### QUOTED TEXT
★ ★ ★ ★

# New Article - Brockton Enterprise



## j809 (Jul 5, 2002)

LOCAL NEWS, FEATURES, SPORTS and OPINION
WORLD & NATIONAL NEWS | DEATH NOTICES


Flawed cop hire costly to Brockton

By Maureen Boyle, Enterprise staff writer

BROCKTON — The city spent nearly $22,000 to train and pay a park police officer city officials later admitted was improperly hired, then spent more than $3,000 to lay him off before he ever hit the streets.

Jason Persampieri, who was hired as a park police officer Dec. 2, was paid for accrued vacation and holiday pay as well as two weeks severance pay when he was formally laid off June 30. While he was getting paid, Persampieri was never formally sworn in as a park police officer and never went out on patrol.

He was given $1,301 for two weeks vacation, $813.13 in holiday pay and $1,301 in severance pay, said Maureen Cruise, the city's personnel director.

Those costs are in addition to the $2,300 the city spent to train Persampieri at a 22-week police academy and the $19,658.90 spent to pay him since December.

★ ★ ★ ★

### JOB 1
Set down the whole article on the Brockton park police hire word for word.

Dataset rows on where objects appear
★ ★ ★ ★

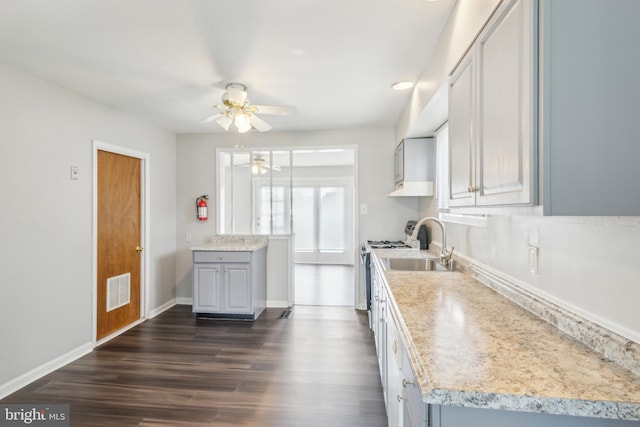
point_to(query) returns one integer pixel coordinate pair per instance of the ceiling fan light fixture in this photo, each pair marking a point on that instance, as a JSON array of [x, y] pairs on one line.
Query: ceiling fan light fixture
[[242, 122], [403, 85], [224, 121]]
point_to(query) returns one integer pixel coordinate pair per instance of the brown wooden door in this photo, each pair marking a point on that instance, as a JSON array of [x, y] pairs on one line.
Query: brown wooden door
[[119, 242]]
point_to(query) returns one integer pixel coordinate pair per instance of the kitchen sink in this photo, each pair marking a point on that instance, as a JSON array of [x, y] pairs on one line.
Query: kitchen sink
[[412, 264]]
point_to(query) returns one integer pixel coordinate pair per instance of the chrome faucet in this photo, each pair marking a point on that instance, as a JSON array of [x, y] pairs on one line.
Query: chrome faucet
[[445, 254]]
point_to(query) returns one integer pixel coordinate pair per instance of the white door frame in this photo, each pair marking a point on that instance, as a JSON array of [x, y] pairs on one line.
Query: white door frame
[[144, 228]]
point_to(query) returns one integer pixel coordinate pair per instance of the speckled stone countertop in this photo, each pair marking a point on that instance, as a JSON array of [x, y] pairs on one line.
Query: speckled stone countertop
[[232, 243], [470, 346]]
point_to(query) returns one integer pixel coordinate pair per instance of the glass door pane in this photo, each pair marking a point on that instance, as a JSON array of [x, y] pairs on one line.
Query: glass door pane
[[304, 219], [332, 220]]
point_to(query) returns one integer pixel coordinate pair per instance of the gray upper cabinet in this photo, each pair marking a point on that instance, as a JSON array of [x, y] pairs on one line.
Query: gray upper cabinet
[[414, 165], [542, 110], [590, 94], [461, 138], [492, 113]]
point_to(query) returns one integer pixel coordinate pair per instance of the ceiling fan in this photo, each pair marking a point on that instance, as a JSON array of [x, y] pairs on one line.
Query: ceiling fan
[[259, 165], [237, 109]]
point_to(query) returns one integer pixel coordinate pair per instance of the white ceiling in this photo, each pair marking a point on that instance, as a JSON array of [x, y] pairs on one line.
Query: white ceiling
[[167, 61]]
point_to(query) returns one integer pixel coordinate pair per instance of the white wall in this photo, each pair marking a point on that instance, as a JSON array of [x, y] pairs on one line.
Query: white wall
[[586, 264], [386, 216], [46, 245], [427, 108]]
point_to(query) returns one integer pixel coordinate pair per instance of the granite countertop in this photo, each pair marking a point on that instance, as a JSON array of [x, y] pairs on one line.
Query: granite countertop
[[470, 346], [233, 243]]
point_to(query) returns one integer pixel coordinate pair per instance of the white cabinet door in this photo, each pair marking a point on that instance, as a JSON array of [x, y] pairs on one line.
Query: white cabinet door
[[461, 138], [492, 113], [505, 106], [237, 288], [394, 381], [207, 286]]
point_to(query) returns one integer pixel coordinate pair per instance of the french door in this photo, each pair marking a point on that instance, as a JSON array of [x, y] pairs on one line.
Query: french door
[[323, 222]]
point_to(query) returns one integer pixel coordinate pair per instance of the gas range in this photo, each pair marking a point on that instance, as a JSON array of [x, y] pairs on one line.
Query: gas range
[[387, 244]]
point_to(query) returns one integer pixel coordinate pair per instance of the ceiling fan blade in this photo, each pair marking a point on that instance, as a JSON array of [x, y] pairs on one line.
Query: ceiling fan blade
[[211, 118], [224, 121], [274, 109], [258, 123], [236, 94]]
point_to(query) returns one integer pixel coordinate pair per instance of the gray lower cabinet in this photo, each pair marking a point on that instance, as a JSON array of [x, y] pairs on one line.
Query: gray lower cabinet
[[454, 416], [229, 283], [405, 403]]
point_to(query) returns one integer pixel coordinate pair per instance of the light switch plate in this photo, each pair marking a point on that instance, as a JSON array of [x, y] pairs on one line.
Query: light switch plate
[[75, 173], [533, 260]]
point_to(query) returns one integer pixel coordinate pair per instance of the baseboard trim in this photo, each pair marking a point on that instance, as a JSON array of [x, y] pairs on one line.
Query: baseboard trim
[[159, 310], [277, 304], [44, 369]]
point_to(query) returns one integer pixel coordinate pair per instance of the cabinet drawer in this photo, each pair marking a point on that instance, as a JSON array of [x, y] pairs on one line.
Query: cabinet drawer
[[219, 256]]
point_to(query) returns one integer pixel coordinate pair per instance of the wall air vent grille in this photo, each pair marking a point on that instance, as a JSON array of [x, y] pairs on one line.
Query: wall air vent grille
[[118, 291]]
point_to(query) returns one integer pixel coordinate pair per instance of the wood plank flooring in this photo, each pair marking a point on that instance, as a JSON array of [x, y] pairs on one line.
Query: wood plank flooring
[[325, 284], [317, 368]]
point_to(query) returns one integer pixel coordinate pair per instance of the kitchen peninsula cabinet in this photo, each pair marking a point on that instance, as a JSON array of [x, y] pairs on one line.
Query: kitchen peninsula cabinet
[[492, 113], [229, 284]]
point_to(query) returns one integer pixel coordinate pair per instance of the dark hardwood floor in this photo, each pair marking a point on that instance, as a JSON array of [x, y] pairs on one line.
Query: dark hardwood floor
[[325, 284], [317, 368]]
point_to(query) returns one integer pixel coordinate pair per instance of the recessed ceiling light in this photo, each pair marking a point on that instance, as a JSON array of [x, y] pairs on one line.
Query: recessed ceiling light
[[402, 85]]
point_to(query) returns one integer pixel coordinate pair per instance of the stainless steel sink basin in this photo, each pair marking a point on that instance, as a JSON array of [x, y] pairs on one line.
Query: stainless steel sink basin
[[412, 264]]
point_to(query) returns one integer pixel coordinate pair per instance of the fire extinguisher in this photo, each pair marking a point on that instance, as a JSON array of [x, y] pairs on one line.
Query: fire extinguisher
[[201, 208]]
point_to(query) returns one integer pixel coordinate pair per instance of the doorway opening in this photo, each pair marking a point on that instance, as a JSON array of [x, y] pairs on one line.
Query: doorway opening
[[308, 194]]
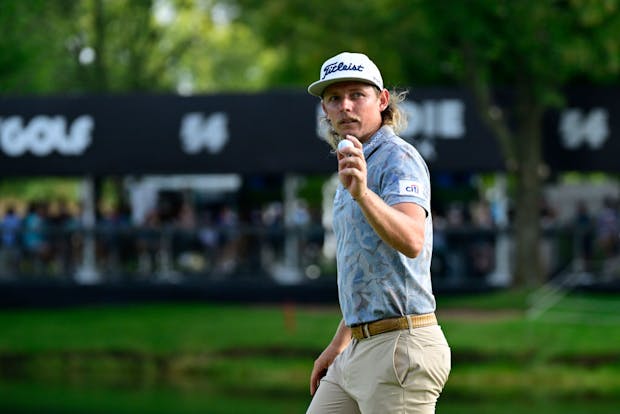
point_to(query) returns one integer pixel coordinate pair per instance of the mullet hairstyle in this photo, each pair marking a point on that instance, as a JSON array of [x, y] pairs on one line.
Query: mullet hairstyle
[[393, 116]]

★ ★ ★ ★

### JOB 2
Extract the rows word for word, beginning at the first line of the rows and stopping after the line that contains "[[119, 242]]". Leave the pictures out of your answer.

### WORKED SOLUTION 1
# New Article - Brockton Enterprise



## j809 (Jul 5, 2002)

LOCAL NEWS, FEATURES, SPORTS and OPINION
WORLD & NATIONAL NEWS | DEATH NOTICES


Flawed cop hire costly to Brockton

By Maureen Boyle, Enterprise staff writer

BROCKTON — The city spent nearly $22,000 to train and pay a park police officer city officials later admitted was improperly hired, then spent more than $3,000 to lay him off before he ever hit the streets.

Jason Persampieri, who was hired as a park police officer Dec. 2, was paid for accrued vacation and holiday pay as well as two weeks severance pay when he was formally laid off June 30. While he was getting paid, Persampieri was never formally sworn in as a park police officer and never went out on patrol.

He was given $1,301 for two weeks vacation, $813.13 in holiday pay and $1,301 in severance pay, said Maureen Cruise, the city's personnel director.

Those costs are in addition to the $2,300 the city spent to train Persampieri at a 22-week police academy and the $19,658.90 spent to pay him since December.

### WORKED SOLUTION 2
point_to(query) returns one integer pixel coordinate pair per instance of the ceiling fan light fixture in this photo, each pair marking a point on that instance, as a JSON array of [x, y] pairs on one line.
Query: ceiling fan light fixture
[[242, 122], [403, 85], [224, 121]]
point_to(query) returns one integer pixel coordinate pair per instance of the brown wooden door in this photo, each pair marking a point on that instance, as a JSON array of [x, y] pairs on one line.
Query: brown wooden door
[[119, 242]]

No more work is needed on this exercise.